[Stored data entries]
----------------------------------------

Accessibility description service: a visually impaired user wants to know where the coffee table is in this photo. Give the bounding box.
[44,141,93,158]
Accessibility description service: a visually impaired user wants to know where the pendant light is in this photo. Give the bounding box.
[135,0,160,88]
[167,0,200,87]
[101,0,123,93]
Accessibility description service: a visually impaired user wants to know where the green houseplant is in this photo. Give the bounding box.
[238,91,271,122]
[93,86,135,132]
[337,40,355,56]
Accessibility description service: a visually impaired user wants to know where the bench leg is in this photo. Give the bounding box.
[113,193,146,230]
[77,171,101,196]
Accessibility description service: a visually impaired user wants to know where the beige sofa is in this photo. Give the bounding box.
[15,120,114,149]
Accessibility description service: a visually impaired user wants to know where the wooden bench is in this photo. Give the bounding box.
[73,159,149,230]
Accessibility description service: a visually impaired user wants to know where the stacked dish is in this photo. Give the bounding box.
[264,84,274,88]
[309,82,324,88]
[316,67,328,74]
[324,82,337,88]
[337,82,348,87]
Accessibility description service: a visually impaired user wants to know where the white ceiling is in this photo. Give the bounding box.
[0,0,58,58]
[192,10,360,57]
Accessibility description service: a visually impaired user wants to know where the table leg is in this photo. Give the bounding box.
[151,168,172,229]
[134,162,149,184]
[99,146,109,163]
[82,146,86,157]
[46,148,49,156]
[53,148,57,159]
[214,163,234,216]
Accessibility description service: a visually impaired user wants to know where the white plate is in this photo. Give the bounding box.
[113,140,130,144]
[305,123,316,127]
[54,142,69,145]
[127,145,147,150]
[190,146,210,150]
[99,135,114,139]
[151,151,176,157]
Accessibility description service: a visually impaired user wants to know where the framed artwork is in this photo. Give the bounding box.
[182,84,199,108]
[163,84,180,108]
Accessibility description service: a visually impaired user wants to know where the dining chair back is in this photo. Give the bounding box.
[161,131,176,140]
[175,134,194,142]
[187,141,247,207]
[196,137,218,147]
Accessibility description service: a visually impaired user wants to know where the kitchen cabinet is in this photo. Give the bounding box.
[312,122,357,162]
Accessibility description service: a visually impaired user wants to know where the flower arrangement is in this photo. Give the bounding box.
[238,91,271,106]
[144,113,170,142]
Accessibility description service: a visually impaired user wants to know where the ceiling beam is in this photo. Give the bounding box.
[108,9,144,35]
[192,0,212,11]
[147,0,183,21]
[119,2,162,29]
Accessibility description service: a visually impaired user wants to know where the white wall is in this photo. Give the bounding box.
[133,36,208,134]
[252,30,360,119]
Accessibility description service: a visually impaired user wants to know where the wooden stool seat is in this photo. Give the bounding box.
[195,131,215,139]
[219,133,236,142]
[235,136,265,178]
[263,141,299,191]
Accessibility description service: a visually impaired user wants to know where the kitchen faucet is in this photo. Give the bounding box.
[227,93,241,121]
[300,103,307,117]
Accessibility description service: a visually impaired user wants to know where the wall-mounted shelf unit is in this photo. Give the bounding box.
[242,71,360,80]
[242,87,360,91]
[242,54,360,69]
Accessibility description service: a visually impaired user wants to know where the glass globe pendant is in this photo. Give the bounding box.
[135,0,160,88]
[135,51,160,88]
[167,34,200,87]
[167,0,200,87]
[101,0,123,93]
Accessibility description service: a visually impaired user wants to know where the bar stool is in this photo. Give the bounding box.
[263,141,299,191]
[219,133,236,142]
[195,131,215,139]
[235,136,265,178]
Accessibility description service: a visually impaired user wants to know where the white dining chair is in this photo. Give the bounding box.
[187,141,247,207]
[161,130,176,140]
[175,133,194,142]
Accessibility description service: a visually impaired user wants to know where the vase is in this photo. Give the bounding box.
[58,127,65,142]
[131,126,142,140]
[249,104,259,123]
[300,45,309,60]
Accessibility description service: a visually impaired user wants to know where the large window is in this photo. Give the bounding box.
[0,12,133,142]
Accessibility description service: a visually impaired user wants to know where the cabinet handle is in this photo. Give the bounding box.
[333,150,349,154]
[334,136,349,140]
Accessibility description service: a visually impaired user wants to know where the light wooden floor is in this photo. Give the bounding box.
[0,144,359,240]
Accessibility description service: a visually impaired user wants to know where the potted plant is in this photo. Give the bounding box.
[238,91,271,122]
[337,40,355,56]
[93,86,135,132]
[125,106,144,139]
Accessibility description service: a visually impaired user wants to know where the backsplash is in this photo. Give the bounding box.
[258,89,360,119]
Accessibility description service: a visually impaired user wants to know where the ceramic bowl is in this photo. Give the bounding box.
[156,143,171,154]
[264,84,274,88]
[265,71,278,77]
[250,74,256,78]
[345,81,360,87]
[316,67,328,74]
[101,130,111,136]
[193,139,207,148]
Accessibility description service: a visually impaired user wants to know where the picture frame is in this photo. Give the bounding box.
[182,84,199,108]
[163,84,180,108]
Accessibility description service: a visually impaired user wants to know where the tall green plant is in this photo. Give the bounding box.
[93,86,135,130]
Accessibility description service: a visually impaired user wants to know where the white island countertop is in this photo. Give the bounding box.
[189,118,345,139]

----------------------------------------

§ The task
Repeat, word for word, all of the data shown above.

§ Answer area
Accessibility description service: a visually impaired user wants to know where the coffee table is in this photo. Give the bounding box.
[44,141,93,158]
Accessibility description service: a visually impaired user wants to know where the pendant light is in this photo. Give the bounding box.
[135,0,160,88]
[167,0,200,87]
[101,0,123,93]
Accessibility description service: a visually impaired user wants to know where the green houseplant is in this photo. Give the bounding box.
[238,91,271,122]
[93,86,135,132]
[337,40,355,56]
Accessibility description service: a visually impaired user wants to know where the bench leg is in this photo. Give the bounding box.
[113,193,146,230]
[77,171,101,196]
Accessibility description service: a visually impaired user wants to know where the beige sofa is in this photo. Give the bounding box.
[15,120,114,149]
Accessibility description service: a visually impaired user wants to know where the wooden bench is in this photo. Give the bounding box.
[73,159,149,230]
Accessibility description service: a visually impaired user wants to know where the stacked dish is in this photo. Give the bounding box.
[264,84,274,88]
[309,82,324,88]
[316,67,328,74]
[324,82,337,88]
[337,82,348,87]
Accessibility description service: a visually impaired user wants to know where the white ceiling is in this photo. Give the bounding box.
[0,0,58,58]
[192,10,360,57]
Accessibility description service: a visually impaired user wants to know where the table leg is in this photo. Give the bounding box.
[151,168,172,229]
[134,162,149,184]
[99,146,109,163]
[82,146,86,157]
[46,148,49,156]
[53,148,57,159]
[214,163,234,216]
Accessibility description service: a visually impaired user wants to know where the white plate is in this photo. Give the bounding box.
[113,140,130,144]
[305,123,316,127]
[54,142,69,145]
[127,145,147,150]
[190,146,210,150]
[99,135,114,139]
[151,151,176,157]
Accessibility description service: a visually impaired user wants to know where the framed artwork is in this photo. Give the bounding box.
[182,84,199,108]
[163,84,180,108]
Accessibility description service: a visually impaired user wants to know where the dining chair back is in this photo. Give the bounding box.
[161,131,176,140]
[175,134,194,142]
[187,141,247,207]
[196,137,218,147]
Accessibility description service: a visually impaired user wants to know where the kitchen cabinet is in this photo. Give the bounding box.
[312,122,357,162]
Accessibility description service: a visually impaired user wants to know where the flower arrangement is in this photo. Give the bounding box.
[238,91,271,106]
[144,113,170,142]
Accessibility description service: a visually impaired user wants to know where the ceiling beam is in this photo. Give the bounding box.
[108,9,144,35]
[192,0,212,11]
[147,0,183,21]
[119,2,162,29]
Accessibility description service: a visually impaired user wants to know where the white wall is in this photo. Give the bounding box.
[133,36,208,134]
[252,30,360,119]
Accessibility description service: a visually impaired user wants to know where the wooden stool seat is in this photo. Give the bounding box.
[195,131,215,139]
[219,133,236,142]
[235,136,265,178]
[263,141,299,191]
Accessibility description service: a visually impaired user wants to know where the kitchen faucet is in this photo. Give the bounding box.
[227,93,241,121]
[300,103,307,117]
Accessibility description service: a visually impaired user wants to know where the wall-mounted shelf unit is in this photo. Give the bounding box.
[242,71,360,80]
[242,87,360,91]
[242,54,360,69]
Accessibility description service: a visually impaired user wants to know where the glass globe pendant is in this photo. Give the bounding box.
[135,0,160,88]
[135,51,160,88]
[167,34,200,87]
[167,0,200,87]
[101,0,123,93]
Accessibility description service: a visually impaired user wants to know where the bar stool is in this photo. Give the bounding box.
[263,141,299,191]
[219,133,236,142]
[195,131,215,139]
[235,136,265,178]
Accessibility description service: a visually impaired user wants to know where the white dining chair is in this photo. Give the bounding box.
[187,141,247,207]
[161,130,176,140]
[175,133,194,142]
Accessibility description service: a visually impaired user wants to know where the vase is in this photo. Give the bounding box.
[58,127,65,142]
[131,126,142,140]
[249,104,259,123]
[300,45,309,60]
Accessibility description service: a visually impaired user wants to know where the large window is in this photo. Give the bounding box.
[0,12,133,142]
Accessibility description service: a visually impaired user wants to know where the cabinet handle is in this photo. Give the bounding box.
[333,150,349,154]
[334,136,349,140]
Accessibility description service: a visually impaired user wants to know where the light wooden floor is in this photo. Give the bounding box.
[0,144,359,240]
Accessibility description service: a visually impaired user wants to know where the potted plant is in this photo. Give the bounding box.
[238,91,271,122]
[337,40,355,56]
[93,86,135,132]
[125,106,144,139]
Accessibility description service: a visually impaired user wants to know where the backsplash is in this photo. Give the bounding box.
[258,89,360,119]
Accessibility description service: a visually impaired user wants to know where the ceramic bowl is in this photo. Give the bounding box.
[156,143,171,154]
[264,84,274,88]
[265,71,278,77]
[250,74,256,78]
[345,81,360,87]
[316,67,328,74]
[101,130,111,136]
[193,139,207,148]
Accessibility description service: a visually impaired user wants to know where the picture frame is in this photo. Give the bounding box.
[182,84,199,108]
[163,84,180,108]
Accessibility description service: a visually impaired user wants to know where the tall green plant is in this photo. Give the bounding box.
[93,86,135,130]
Accessibility description service: a visually impaired user wants to know where the white island countertop is in this photo. Give the bounding box.
[189,118,345,139]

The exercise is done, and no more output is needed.